TEXT TO READ:
•••

By Roger D. Harris – February 29, 2020
Judicial proceedings are taking place in DC federal court where the judge has ruled inadmissible the question whether the democratically elected Nicolás Maduro or the Trump-chosen Juan Guaidó is the legitimate president of Venezuela.
Like an emperor of yore appointing regents of vassal states, US President Trump tapped then recently seated head of the suspended Venezuelan National Assembly Juan Guaidó as president of Venezuela on January 22, 2019. The US has viewed the dominions south of the Rio Grande as the empire’s “backyard” since the 1823 Monroe Doctrine.
The 35-year-old Guaidó thus became one of the world’s youngest chiefs-of-state in the eyes the US government and its allies. The United Nations and the vast majority of sovereign states continued to recognize the democratically elected Nicolás Maduro as president of Venezuela.
Guaidó had never run for the presidency of Venezuela and had never served as president. He was not a member of a major Venezuelan political party nor even in the top leadership of his own far-right party. At the time of his self-declaration as president and anointing by Trump, Guaidó was unknown to 81% of the Venezuelan population.
But Guaidó had one outstanding qualification for the position of puppet president: he had been groomed as a US security asset.
Last year Guaidó staged three unsuccessful coup attempts in Venezuela against the elected government. On January 5, instead of reelecting Guaidó president of the National Assembly, the opposition chose another opposition politician, Luis Parra, removing the last fig leaf of Guaidó’s legitimacy. Guaidó then scurried to an opposition newspaper’s office and was unanimously reelected by a phony assembly that had already been staged in anticipation of his defeat in the real assembly.
While Guaidó’s domestic support in Venezuela fizzled, the puppet president went on an international tour posing for photo ops with US-allied heads of state. On February 4, Guaidó made an appearance at Trump’s state of the union address, where he was given an enthusiastic standing ovation by Republicans and Democrats alike.

•••

GIVEN INFORMATION:
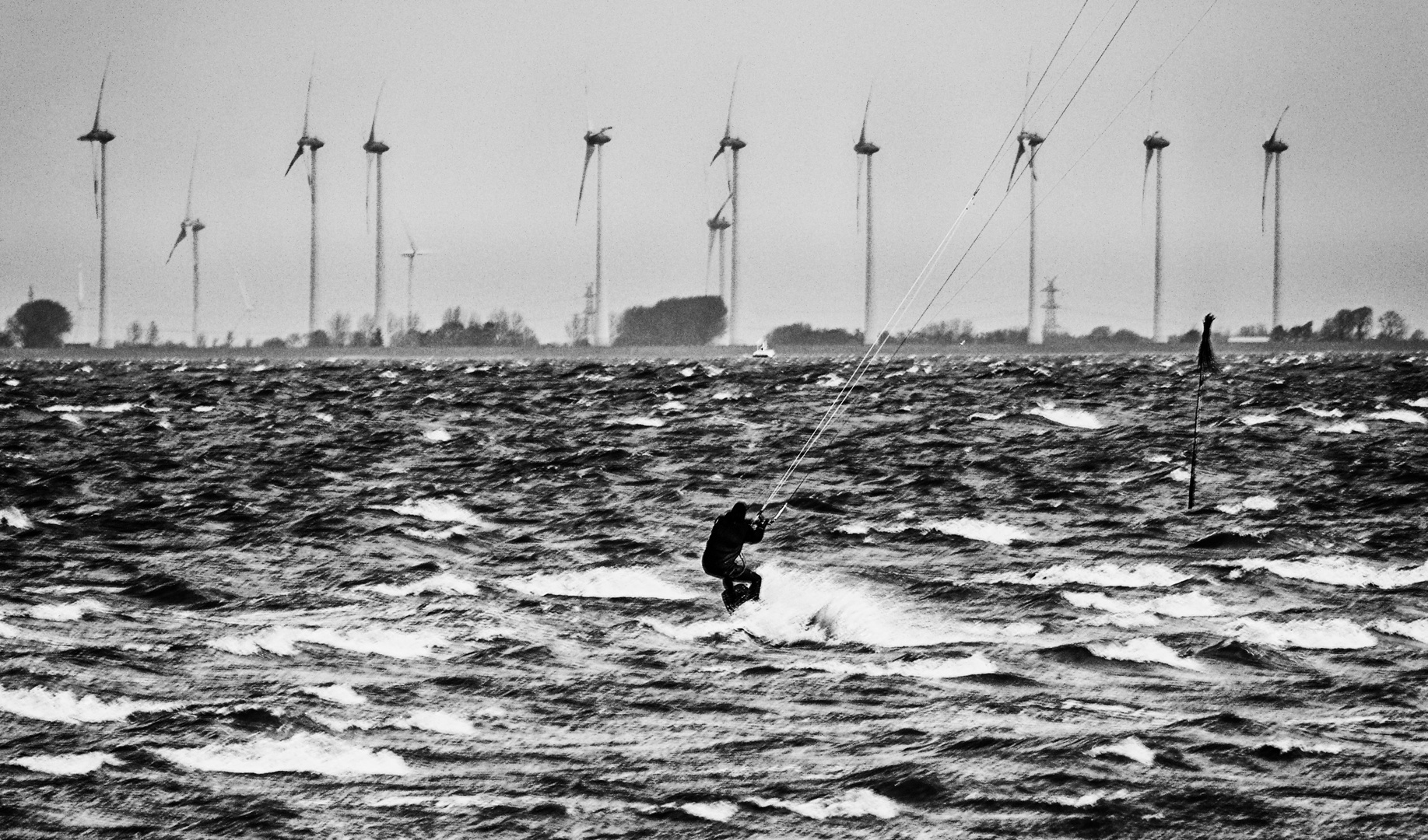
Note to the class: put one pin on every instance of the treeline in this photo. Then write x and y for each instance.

•••

WRITTEN EXERCISE 1:
In the article on Juan Guaidó, rewrite the paragraph beginning "Guaidó had never run for the presidency" as a short list that keeps its main facts.
WRITTEN EXERCISE 2:
Write a continuation of the article on Juan Guaidó, starting right after its final sentence.

EXPECTED ANSWER 1:
- Guaidó had never run for or served as president of Venezuela.
- He belonged to no major Venezuelan political party and was not in the top leadership of his own far-right party.
- When he declared himself president and Trump anointed him, 81% of Venezuelans did not know who he was.

EXPECTED ANSWER 2:
Guaidó, who has called for even more punishing US sanctions on his own people, did not get nearly as friendly a reception when he returned to Venezuela on February 11. Guaidó was called a traitor by angry workers from the state airline, Conviasa, that had just been sanctioned by Trump.
Back in April, North American solidarity activists formed a collective to prevent the Venezuelan embassy in Washington from being taken over by Guaidó’s collaborators. The Embassy Protectors, as they called themselves, defended the embassy with the permission of the Venezuelan government and pursuant to international law.
At first, the Embassy Protectors were able to come and go into the embassy and hold educational meetings. But soon the embassy was surrounded by antagonistic crowds who violently prevented food from being delivered to those inside. The DC police made no effort to curb the hostile opposition from assaulting supporters, while the police attacked supporters trying to deliver food. Gerry Condon, then national president of Veterans for Peace, was among the supporters tackled by police while delivering food. He was thrown to the ground, bloodied, and then charged with misconduct (later dropped).
The government further tightened the screws on the Embassy Protectors. Water and electricity were illegally cut off at the embassy, while the police allowed protectors to leave but not reenter. Eventually the collective of some 70 human rights activists at the embassy was reduced to the “final four”: Margaret Flowers, Kevin Zeese, David Paul, Adrienne Pine. They rationed what little food and water they had and held out for 37 days.
The Secret Service expelled the final four on May 16, charging them with “interfering with the protective functions” of the State Department. They went on trial on February 11, facing possible stiff penalties including fines and imprisonment.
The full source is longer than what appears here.